A run of records:
--------------------------------------------------

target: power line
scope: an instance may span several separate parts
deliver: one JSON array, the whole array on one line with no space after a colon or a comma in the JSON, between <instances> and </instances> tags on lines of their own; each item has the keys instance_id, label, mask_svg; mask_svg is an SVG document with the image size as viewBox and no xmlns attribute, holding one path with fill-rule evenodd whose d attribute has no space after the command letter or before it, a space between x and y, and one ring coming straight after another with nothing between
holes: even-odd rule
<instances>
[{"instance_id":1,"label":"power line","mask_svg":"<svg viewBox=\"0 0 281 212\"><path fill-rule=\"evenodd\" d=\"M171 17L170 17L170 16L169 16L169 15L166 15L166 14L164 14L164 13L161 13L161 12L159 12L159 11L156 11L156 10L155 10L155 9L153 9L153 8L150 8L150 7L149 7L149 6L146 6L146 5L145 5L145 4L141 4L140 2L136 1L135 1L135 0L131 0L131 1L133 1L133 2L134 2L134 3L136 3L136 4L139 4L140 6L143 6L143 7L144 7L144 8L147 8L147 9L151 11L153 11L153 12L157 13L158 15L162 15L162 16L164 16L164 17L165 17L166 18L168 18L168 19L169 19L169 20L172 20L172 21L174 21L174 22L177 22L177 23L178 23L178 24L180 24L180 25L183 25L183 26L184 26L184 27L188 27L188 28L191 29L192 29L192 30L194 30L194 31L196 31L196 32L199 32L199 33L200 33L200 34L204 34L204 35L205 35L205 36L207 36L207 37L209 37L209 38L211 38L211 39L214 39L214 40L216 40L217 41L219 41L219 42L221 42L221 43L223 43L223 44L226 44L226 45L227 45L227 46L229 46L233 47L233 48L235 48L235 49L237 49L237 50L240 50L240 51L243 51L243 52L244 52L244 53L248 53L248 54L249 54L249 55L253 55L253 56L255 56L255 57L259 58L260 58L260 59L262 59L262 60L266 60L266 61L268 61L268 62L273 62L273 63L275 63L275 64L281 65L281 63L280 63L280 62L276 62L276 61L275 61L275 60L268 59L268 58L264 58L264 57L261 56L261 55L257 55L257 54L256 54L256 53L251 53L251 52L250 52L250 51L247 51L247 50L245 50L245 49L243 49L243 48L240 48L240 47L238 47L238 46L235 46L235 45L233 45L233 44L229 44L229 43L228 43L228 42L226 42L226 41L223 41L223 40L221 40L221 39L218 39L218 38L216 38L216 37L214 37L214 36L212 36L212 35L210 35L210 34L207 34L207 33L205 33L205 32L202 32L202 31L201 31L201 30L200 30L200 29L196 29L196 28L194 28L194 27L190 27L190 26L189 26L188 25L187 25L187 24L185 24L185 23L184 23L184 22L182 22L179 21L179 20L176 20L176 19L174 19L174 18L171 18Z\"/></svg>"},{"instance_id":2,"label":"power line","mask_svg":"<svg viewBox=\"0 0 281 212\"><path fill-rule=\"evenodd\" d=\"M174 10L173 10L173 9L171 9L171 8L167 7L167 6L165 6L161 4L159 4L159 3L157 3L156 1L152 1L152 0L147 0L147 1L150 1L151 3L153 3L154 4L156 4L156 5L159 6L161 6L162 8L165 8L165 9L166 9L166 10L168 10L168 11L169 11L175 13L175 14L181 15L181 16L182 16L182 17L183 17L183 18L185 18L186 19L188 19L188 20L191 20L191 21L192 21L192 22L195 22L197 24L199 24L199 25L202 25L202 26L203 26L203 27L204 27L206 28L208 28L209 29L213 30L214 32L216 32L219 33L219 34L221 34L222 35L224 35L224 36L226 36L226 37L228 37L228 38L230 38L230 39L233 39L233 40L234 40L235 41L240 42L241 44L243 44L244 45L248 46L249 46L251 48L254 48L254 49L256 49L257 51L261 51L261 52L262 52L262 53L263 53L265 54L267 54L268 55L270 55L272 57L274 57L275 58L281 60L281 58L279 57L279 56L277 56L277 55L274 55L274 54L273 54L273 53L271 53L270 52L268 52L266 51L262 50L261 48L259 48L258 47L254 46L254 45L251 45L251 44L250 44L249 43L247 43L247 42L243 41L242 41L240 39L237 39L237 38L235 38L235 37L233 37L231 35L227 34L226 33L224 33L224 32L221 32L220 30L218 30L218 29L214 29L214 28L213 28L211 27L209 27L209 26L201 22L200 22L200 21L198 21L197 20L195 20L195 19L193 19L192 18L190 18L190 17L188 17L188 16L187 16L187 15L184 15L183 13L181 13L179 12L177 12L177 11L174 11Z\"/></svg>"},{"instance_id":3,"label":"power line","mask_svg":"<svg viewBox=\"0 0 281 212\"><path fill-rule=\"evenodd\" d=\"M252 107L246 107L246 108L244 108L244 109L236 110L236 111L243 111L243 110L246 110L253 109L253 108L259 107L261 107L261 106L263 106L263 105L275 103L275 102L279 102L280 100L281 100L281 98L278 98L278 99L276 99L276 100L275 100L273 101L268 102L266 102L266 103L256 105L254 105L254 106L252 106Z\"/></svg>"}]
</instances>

--------------------------------------------------

Your objective » Output the entries above again, with every line copied as it stands.

The completed task »
target: power line
scope: an instance may span several separate parts
deliver: one JSON array, the whole array on one line with no space after a colon or a comma in the JSON, between <instances> and </instances> tags on lines of their own; each item has the keys instance_id, label, mask_svg; mask_svg is an SVG document with the image size as viewBox and no xmlns attribute, holding one path with fill-rule evenodd whose d attribute has no space after the command letter or before it, a space between x and y, and one ring coming straight after another with nothing between
holes: even-odd rule
<instances>
[{"instance_id":1,"label":"power line","mask_svg":"<svg viewBox=\"0 0 281 212\"><path fill-rule=\"evenodd\" d=\"M171 17L170 17L170 16L169 16L169 15L166 15L166 14L164 14L164 13L161 13L161 12L159 12L159 11L156 11L156 10L155 10L155 9L153 9L153 8L150 8L150 7L149 7L149 6L146 6L146 5L145 5L145 4L141 4L140 2L136 1L135 1L135 0L131 0L131 1L133 1L133 2L134 2L134 3L136 3L136 4L139 4L140 6L143 6L143 7L144 7L144 8L147 8L147 9L151 11L153 11L153 12L157 13L158 15L162 15L162 16L164 16L164 17L165 17L166 18L168 18L168 19L169 19L169 20L172 20L172 21L174 21L174 22L177 22L177 23L178 23L178 24L180 24L180 25L183 25L183 26L184 26L184 27L188 27L188 28L191 29L192 29L192 30L194 30L194 31L196 31L196 32L199 32L199 33L200 33L200 34L204 34L204 35L205 35L205 36L207 36L207 37L209 37L209 38L211 38L211 39L214 39L214 40L216 40L217 41L219 41L219 42L221 42L221 43L223 43L223 44L226 44L226 45L227 45L227 46L229 46L233 47L233 48L235 48L235 49L237 49L237 50L240 50L240 51L243 51L243 52L244 52L244 53L248 53L248 54L249 54L249 55L253 55L253 56L255 56L255 57L259 58L260 58L260 59L262 59L262 60L266 60L266 61L268 61L268 62L273 62L273 63L275 63L275 64L281 65L281 63L280 63L280 62L276 62L276 61L275 61L275 60L268 59L268 58L264 58L264 57L261 56L261 55L257 55L257 54L256 54L256 53L251 53L251 52L250 52L250 51L247 51L247 50L245 50L245 49L243 49L243 48L240 48L240 47L238 47L238 46L235 46L235 45L233 45L233 44L229 44L229 43L228 43L228 42L226 42L226 41L223 41L223 40L221 40L221 39L218 39L218 38L216 38L216 37L214 37L214 36L212 36L212 35L210 35L210 34L207 34L207 33L205 33L205 32L202 32L202 31L201 31L201 30L200 30L200 29L196 29L196 28L194 28L194 27L190 27L190 26L189 26L188 25L187 25L187 24L185 24L185 23L184 23L184 22L182 22L179 21L179 20L176 20L176 19L174 19L174 18L171 18Z\"/></svg>"},{"instance_id":2,"label":"power line","mask_svg":"<svg viewBox=\"0 0 281 212\"><path fill-rule=\"evenodd\" d=\"M174 10L173 10L173 9L171 9L171 8L167 7L167 6L165 6L161 4L159 4L159 3L157 3L156 1L152 1L152 0L147 0L147 1L150 1L151 3L153 3L154 4L156 4L156 5L159 6L161 6L162 8L165 8L165 9L166 9L166 10L168 10L168 11L169 11L175 13L175 14L181 15L181 16L182 16L182 17L183 17L183 18L185 18L186 19L188 19L188 20L191 20L191 21L192 21L192 22L195 22L197 24L199 24L199 25L202 25L202 26L203 26L203 27L204 27L206 28L208 28L209 29L213 30L214 32L216 32L219 33L219 34L221 34L222 35L224 35L224 36L226 36L226 37L228 37L228 38L230 38L230 39L233 39L233 40L234 40L235 41L240 42L241 44L243 44L244 45L248 46L249 46L251 48L254 48L254 49L256 49L257 51L261 51L261 52L262 52L262 53L263 53L265 54L267 54L268 55L270 55L272 57L274 57L275 58L281 60L281 58L279 57L279 56L277 56L277 55L274 55L274 54L273 54L273 53L271 53L270 52L268 52L266 51L262 50L261 48L259 48L258 47L254 46L254 45L251 45L251 44L250 44L249 43L247 43L247 42L243 41L242 41L240 39L237 39L237 38L235 38L235 37L233 37L231 35L227 34L226 33L224 33L224 32L221 32L220 30L218 30L218 29L214 29L214 28L213 28L211 27L209 27L209 26L201 22L200 22L200 21L198 21L197 20L195 20L195 19L193 19L192 18L190 18L190 17L188 17L188 16L187 16L187 15L184 15L183 13L181 13L179 12L177 12L177 11L174 11Z\"/></svg>"},{"instance_id":3,"label":"power line","mask_svg":"<svg viewBox=\"0 0 281 212\"><path fill-rule=\"evenodd\" d=\"M252 107L246 107L246 108L244 108L244 109L236 110L236 111L243 111L243 110L246 110L253 109L253 108L259 107L261 107L261 106L263 106L263 105L275 103L275 102L279 102L280 100L281 100L281 98L278 98L278 99L276 99L276 100L275 100L273 101L268 102L266 102L266 103L256 105L254 105L254 106L252 106Z\"/></svg>"}]
</instances>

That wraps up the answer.